++++ Selected passage

Sole custody is kind of like Big Foot or the Loch Ness Monster – everyone has heard of it but few have actually seen it. Clients tell me all of the time that they want sole custody – either because that is what they believe they should have, or because they have justified it based upon the other party’s conduct. Some seem shocked when I tell them that it is very unlikely to occur – even in the worst of cases. I regale them of horror stories where, at the end of the case, either the expert has recommended joint legal custody or the court has ordered it. This happens even in cases where conduct has arguably been abusive. This happens in cases even where there is no ability for the parties to communicate or cooperate.
I was reminded of my belief in the hypothesis that sole custody doesn’t really exist when I read the case of Costa v. Costa, a reported decision released on January 12. 2015. The short version of the facts is that after the divorce, the husband moved to Brazil. The wife asserted, among other things, that since relocating to Brazil, he ex has failed to communicate with her in any meaningful way regarding decisions as to the children’s health, safety, and education.; telephonic communications are difficult and sporadic; and that her ex mostly ignores her attempts to communicate electronically. As a result, she alleges that she is largely unable to reach defendant to make such decisions in a reasonable period of time. Unfortunately, she did not raise those issues below and rather, was dealing mostly with the difficulty in obtaining passports for the children which was the central issue before the Court. The father seemed to argue that he had regular discussions with the children and tried having discussions with the ex-wife.
In any event, her motion to modify joint legal custody to sole custody was denied. The argument, not flushed out in terms of lack of ability to communicate, apparently was that the move to another country was a change of circumstances, but the courts disagreed. In fact, Court seemed to suggest that relocation is only a change of circumstances when it comes to physical custody, not legal custody, and that joint legal custody does not require the parties to be in close physical proximity. In fact, the court noted, “Even if physical custody is not possible due to geographic separation, modern telephonic and electronic communications can enable effective joint legal custody and “preserve the decision-making role of both parents.”” The opinion, however, fails to address the refusal to communicate whether or not physical proximity was close.
Now, I’m not sure why this case was a reported (precedential) decision, because there is not much too it. While the Appellate Division noted the allegations of the lack of/difficulties in communication, it offered little guidance regarding them and did not seem to place much importance in them. Perhaps this was simply procedural.

++++++++
++++ Records

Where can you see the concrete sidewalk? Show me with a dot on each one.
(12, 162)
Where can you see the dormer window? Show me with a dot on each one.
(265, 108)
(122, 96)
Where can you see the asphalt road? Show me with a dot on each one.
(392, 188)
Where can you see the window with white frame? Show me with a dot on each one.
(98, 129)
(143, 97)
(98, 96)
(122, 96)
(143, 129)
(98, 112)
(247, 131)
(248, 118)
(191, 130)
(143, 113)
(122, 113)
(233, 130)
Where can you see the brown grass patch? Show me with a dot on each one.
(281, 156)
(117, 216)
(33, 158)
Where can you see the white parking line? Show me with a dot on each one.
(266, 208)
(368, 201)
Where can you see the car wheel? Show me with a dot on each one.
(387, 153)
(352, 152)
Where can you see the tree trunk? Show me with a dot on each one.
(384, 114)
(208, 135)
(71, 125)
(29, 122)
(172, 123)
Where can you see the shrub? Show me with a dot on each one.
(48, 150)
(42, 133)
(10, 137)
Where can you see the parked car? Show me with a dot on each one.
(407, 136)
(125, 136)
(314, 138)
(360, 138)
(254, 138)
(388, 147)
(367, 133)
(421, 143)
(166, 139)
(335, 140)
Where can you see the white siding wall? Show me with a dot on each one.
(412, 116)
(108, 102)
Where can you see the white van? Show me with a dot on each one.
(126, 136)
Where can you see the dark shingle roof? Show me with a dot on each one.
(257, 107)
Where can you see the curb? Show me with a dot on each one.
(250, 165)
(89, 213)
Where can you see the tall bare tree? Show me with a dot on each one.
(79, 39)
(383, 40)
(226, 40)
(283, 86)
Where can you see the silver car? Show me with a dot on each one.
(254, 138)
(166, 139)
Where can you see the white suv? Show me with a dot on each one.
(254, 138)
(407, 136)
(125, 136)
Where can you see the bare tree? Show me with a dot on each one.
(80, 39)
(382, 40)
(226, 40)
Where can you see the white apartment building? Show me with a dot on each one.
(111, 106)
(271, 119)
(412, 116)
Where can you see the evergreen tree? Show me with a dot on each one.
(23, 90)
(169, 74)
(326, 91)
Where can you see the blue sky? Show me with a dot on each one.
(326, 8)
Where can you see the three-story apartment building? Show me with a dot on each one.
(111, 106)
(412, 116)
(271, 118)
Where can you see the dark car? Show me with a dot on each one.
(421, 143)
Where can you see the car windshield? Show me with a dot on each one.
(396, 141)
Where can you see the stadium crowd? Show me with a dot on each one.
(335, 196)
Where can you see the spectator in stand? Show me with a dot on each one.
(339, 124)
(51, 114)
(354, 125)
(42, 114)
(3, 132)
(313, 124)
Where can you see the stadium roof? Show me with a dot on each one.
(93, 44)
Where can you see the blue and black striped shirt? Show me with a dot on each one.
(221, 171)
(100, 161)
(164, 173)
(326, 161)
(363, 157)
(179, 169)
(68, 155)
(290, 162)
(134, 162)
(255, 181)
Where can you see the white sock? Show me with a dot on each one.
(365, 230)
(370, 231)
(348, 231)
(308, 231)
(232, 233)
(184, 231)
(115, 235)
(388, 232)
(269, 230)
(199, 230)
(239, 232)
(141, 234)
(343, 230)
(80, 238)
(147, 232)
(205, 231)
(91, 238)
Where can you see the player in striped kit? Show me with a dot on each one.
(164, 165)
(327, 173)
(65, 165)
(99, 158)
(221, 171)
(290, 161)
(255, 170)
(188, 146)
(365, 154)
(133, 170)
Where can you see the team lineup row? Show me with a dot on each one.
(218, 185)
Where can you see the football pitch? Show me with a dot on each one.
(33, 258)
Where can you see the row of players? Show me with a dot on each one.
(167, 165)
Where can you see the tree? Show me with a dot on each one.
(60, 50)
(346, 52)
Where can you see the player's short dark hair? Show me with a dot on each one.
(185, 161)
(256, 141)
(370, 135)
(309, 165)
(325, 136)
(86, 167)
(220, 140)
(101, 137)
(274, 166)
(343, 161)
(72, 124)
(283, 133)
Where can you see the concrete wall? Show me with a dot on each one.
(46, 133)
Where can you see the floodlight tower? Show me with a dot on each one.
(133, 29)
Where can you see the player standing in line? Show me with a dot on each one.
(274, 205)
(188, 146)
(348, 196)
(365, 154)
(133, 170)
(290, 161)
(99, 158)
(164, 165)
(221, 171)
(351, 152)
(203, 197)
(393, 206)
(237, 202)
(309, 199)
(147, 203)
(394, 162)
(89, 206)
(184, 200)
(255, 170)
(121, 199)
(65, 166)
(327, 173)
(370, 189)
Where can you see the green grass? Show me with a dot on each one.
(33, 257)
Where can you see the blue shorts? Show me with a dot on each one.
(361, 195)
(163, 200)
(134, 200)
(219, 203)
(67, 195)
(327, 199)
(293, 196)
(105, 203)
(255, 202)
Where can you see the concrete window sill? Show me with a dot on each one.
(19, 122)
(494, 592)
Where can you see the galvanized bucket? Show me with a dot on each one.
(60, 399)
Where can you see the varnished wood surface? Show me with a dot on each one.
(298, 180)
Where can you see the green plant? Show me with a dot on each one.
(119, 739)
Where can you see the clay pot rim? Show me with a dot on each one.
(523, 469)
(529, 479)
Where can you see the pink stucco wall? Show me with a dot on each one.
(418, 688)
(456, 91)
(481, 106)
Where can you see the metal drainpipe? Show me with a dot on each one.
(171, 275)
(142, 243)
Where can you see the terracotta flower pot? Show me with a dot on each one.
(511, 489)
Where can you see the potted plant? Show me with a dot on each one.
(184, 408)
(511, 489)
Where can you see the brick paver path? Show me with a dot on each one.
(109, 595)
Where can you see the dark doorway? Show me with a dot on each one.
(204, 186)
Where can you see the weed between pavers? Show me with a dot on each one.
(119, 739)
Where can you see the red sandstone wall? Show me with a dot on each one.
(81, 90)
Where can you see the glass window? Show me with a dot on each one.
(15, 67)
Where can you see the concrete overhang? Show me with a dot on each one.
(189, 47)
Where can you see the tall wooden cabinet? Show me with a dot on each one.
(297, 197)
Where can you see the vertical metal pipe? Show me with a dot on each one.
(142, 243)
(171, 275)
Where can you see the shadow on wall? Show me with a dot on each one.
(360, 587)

++++++++

## Task instructions
**1)** Answer these about the article on sole custody, each on its own line:
(a) Where did the husband move after the divorce?
(b) What was the central issue before the court?
(c) According to the court, relocation counts as a change of circumstances only for which kind of custody?
**2)** Extend the article on sole custody past its last sentence.

## Task-by-task answers
**1)**
(a) Brazil
(b) The difficulty in obtaining passports for the children
(c) Physical custody

**2)**
But have court’s forgotten the underlying touchstones for joint legal custody – specifically, the ability to communicate and cooperate. There is case law that holds that a parent’s refusal to co-parent with the other parent goes against a recommendation of joint legal custody. In fact, our Supreme Court has held that:
The judge must look for the parents’ ability to cooperate and if the potential exists, encourage its activation by instructing the parents on what is expected of them. . . [W]hen the actions of [an uncooperative] parent deprive the child of the kind of relationship with the other parent that is deemed to be in the child’s best interests, removing the child from the custody of the uncooperative parent may well be appropriate as a remedy of last resort. …
The most troublesome aspect of a joint custody decree is the additional requirement that the parents exhibit the potential for cooperation in matters of child rearing. This feature does not translate into a requirement that the parents have an amicable relationship. Although such a positive relationship is preferable, a successful joint custody arrangement requires only that the parents be able to exclude their personal conflicts from their roles as parents and that the children be spared whatever resentments and rancor the parents may harbor.
So what if the court delved further in to the father’s so called efforts to speak to the mother? What if the Court learned that these efforts were minimal, at best? Should the father’s desire to retain joint decision making trump his inability and/or refusal to communicate with the other parent? If court’s and experts really aren’t going to consider the refusal to communicate and cooperate, despite the mandate to do so from the custody statute and case law, should the fiction of sole custody be eliminated?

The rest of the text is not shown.